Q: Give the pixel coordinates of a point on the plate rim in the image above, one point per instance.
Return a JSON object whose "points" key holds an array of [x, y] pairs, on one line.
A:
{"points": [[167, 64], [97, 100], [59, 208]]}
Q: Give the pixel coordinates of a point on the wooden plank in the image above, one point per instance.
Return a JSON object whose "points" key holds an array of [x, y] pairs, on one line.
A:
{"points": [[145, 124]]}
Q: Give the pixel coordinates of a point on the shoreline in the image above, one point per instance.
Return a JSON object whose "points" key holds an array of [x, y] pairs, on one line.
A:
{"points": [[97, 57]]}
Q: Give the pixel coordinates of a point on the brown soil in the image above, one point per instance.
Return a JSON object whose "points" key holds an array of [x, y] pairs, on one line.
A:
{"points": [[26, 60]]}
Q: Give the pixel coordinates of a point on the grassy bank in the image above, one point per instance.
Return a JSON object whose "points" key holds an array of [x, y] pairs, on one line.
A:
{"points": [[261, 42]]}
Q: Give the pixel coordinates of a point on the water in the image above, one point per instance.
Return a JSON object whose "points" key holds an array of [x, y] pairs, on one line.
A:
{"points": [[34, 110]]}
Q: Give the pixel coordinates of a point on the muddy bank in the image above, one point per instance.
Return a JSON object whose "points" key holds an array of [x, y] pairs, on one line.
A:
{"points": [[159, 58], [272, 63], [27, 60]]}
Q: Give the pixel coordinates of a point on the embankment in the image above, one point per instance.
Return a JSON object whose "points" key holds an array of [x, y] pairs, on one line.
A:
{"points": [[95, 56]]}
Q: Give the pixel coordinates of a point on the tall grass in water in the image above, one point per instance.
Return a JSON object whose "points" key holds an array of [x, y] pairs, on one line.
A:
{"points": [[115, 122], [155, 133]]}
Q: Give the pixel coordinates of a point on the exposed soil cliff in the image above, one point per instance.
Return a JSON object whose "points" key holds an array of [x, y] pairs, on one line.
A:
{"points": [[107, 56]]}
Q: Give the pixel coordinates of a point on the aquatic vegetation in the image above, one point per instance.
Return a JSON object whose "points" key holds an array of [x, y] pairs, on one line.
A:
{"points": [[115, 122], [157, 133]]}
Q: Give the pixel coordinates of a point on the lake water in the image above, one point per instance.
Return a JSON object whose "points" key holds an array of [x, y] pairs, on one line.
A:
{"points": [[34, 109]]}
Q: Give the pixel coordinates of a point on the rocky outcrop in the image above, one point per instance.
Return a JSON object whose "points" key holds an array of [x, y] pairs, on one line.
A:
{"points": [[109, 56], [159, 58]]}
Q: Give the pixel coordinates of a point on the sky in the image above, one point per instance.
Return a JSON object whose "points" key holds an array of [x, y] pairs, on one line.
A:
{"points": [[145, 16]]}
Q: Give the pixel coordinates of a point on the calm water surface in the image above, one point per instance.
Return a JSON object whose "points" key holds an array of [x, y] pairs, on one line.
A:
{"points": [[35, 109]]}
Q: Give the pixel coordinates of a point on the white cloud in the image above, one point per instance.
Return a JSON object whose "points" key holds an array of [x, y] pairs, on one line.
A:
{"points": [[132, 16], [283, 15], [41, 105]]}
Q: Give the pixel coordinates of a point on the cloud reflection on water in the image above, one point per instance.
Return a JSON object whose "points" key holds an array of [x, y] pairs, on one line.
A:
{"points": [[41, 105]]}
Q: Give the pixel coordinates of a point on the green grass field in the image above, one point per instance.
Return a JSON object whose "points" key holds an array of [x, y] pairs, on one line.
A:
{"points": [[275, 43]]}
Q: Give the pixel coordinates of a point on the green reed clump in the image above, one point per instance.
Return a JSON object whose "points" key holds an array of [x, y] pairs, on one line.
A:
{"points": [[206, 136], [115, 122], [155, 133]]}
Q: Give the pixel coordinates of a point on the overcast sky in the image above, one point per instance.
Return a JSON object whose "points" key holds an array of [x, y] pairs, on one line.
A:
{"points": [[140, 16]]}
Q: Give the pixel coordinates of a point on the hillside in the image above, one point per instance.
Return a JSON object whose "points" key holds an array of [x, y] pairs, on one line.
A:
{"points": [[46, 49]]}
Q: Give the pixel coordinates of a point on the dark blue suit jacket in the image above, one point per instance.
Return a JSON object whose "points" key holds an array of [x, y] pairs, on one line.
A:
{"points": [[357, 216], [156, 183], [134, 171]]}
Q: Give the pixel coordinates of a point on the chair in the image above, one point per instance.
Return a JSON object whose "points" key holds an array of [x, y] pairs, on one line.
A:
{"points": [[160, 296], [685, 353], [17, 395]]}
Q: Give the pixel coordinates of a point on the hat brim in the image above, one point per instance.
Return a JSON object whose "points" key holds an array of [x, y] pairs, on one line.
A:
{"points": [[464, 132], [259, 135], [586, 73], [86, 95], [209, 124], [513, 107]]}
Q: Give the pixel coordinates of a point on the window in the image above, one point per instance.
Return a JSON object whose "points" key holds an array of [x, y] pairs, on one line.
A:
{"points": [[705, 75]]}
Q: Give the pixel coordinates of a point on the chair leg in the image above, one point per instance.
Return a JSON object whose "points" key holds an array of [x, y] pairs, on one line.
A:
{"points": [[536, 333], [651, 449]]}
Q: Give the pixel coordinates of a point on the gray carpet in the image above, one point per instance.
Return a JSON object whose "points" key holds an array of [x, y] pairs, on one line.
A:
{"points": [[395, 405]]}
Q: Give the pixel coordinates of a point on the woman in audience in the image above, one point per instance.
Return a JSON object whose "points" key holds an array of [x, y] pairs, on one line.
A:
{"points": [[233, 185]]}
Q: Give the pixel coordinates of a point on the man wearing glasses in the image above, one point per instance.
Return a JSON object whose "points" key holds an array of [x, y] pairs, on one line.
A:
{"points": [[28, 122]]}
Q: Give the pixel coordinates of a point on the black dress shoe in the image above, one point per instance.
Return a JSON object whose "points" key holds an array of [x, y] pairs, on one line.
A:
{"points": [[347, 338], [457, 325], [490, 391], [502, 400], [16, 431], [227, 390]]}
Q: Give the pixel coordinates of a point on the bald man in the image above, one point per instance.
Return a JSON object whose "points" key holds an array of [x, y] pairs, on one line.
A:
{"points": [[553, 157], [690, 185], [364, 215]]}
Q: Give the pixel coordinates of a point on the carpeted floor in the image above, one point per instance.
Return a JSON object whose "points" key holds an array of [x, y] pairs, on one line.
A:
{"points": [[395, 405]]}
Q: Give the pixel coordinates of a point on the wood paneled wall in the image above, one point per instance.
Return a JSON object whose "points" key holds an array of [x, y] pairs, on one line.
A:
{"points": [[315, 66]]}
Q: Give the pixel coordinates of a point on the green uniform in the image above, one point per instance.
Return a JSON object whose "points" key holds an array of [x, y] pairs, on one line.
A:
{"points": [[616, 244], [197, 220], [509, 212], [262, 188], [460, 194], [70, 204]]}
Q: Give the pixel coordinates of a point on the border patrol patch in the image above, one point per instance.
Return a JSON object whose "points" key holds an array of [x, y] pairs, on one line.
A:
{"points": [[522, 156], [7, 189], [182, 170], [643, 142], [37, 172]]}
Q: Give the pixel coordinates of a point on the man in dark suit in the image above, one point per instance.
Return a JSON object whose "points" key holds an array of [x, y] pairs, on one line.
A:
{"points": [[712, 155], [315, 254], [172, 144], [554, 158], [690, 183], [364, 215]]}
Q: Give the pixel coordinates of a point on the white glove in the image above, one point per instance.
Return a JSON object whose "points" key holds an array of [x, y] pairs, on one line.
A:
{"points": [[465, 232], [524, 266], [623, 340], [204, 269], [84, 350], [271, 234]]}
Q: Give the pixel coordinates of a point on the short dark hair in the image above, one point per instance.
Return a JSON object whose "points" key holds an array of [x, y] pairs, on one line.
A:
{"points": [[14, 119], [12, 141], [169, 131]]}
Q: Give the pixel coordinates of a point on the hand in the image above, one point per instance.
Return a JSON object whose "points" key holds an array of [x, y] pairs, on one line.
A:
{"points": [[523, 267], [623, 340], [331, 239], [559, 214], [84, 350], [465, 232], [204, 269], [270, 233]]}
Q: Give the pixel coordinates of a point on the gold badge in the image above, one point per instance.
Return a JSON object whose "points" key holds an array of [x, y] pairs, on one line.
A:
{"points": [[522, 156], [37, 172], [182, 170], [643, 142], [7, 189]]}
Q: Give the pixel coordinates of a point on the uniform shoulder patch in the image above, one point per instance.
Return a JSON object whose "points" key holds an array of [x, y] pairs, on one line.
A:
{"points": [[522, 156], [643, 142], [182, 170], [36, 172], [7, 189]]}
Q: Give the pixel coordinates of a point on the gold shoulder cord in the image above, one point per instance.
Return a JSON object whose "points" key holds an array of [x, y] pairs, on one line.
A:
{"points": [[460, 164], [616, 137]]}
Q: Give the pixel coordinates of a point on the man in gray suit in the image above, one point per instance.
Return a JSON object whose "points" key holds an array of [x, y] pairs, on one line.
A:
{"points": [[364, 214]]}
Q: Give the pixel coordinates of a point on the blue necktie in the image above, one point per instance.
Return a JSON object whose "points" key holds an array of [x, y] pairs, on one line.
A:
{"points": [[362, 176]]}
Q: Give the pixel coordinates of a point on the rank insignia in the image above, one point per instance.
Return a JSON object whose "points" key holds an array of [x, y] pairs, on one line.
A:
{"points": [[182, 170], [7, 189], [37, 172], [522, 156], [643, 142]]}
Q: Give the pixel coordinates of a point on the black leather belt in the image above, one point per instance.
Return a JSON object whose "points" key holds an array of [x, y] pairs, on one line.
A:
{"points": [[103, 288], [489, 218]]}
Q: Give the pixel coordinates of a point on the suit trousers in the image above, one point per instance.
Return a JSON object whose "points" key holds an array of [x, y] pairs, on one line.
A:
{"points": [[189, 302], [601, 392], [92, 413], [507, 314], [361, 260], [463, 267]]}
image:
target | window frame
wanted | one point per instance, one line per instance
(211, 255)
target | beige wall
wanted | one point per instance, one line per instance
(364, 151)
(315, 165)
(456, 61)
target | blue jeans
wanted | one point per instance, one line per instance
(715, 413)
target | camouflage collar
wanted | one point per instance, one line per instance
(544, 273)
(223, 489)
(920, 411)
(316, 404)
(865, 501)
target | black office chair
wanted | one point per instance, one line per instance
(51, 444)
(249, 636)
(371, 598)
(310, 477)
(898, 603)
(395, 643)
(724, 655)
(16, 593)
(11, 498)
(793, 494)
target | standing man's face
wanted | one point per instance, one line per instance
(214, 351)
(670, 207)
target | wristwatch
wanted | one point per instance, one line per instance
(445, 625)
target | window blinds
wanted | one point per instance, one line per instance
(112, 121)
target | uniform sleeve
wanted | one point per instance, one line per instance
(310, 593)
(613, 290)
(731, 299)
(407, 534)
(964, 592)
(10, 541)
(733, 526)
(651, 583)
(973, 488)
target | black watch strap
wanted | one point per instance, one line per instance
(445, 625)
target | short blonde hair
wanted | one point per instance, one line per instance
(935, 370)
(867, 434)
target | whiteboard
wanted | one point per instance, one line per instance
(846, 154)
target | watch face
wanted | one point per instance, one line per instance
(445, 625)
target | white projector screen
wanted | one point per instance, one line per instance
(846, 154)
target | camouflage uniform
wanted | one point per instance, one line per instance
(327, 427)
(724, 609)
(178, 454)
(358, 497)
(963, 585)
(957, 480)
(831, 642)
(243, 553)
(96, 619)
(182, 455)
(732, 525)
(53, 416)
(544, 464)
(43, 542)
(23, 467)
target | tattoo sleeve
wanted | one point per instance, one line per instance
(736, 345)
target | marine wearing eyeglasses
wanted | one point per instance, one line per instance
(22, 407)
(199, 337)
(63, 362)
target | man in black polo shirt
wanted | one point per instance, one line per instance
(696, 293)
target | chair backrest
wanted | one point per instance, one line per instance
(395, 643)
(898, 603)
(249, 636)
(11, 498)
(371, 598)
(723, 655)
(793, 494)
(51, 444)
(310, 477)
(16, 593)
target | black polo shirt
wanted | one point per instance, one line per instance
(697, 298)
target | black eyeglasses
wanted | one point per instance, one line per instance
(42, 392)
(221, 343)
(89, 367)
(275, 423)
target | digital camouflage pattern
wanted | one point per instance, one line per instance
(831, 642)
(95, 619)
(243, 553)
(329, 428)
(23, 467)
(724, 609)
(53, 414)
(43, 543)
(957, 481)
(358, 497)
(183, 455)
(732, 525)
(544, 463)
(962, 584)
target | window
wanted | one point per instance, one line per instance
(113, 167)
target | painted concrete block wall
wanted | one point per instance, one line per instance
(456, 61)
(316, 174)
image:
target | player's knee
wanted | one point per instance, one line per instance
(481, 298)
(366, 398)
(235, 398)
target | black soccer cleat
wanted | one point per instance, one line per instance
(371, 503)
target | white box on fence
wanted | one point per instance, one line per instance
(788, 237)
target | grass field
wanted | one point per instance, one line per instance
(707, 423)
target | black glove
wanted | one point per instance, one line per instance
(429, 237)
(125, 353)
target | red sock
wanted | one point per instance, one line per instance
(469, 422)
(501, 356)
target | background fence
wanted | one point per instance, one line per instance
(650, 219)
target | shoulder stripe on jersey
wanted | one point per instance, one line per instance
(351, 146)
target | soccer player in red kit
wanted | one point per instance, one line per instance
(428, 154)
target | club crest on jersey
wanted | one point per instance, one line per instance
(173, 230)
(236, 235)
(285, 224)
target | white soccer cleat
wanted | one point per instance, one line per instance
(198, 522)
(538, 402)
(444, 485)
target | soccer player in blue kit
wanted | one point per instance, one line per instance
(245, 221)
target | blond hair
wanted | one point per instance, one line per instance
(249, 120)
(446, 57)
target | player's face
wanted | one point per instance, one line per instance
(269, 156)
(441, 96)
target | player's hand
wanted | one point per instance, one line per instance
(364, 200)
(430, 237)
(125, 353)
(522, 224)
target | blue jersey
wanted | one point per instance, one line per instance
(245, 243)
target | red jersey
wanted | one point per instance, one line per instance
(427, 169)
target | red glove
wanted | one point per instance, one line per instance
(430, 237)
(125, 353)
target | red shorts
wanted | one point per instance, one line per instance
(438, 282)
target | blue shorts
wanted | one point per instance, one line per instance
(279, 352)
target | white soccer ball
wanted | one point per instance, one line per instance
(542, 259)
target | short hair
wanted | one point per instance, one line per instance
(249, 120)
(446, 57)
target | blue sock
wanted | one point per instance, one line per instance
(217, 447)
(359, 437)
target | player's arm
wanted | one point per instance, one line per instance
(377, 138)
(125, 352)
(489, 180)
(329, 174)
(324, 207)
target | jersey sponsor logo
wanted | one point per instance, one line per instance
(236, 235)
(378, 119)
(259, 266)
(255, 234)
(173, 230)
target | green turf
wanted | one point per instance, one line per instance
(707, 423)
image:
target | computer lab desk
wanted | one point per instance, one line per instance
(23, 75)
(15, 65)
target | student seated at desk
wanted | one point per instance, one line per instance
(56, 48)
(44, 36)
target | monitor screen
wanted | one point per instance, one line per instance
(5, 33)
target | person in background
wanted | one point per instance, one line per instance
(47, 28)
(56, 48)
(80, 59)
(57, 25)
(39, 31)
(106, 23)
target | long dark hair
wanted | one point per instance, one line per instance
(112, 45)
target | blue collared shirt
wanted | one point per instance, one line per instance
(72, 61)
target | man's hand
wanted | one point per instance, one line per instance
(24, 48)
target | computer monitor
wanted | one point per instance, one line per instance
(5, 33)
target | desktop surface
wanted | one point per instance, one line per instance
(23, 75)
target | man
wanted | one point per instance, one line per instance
::::
Problem requirements =>
Could you quote, exactly as they appear, the line containing "target | player's arm" and every line after it to the end of the records above?

Reply to the exercise =>
target | player's arm
wanted | one point per instance, one line per instance
(377, 138)
(125, 352)
(489, 180)
(329, 174)
(324, 207)
target | jersey sponsor logo
wanted | one point per instance, one line per instance
(236, 235)
(378, 119)
(259, 266)
(255, 234)
(173, 230)
target | green turf
wanted | one point per instance, one line per instance
(707, 423)
image:
target | computer lab desk
wanted | one point per instance, one line per instance
(23, 75)
(15, 65)
target | student seated at desk
wanted | one point per instance, one line per instance
(56, 48)
(44, 36)
target | monitor screen
wanted | one point per instance, one line per instance
(5, 33)
target | person in background
wanted | one point per instance, one line per instance
(47, 28)
(56, 48)
(80, 59)
(57, 25)
(39, 31)
(106, 23)
target | long dark hair
wanted | one point per instance, one line per instance
(112, 45)
target | blue collared shirt
wanted | one point per instance, one line per instance
(72, 61)
target | man's hand
wanted | one point per instance, one line per instance
(24, 48)
target | computer monitor
wanted | one point per instance, one line per instance
(5, 33)
target | desktop surface
wanted | one point per instance, one line per instance
(23, 75)
target | man
wanted | one point per instance, one line per instance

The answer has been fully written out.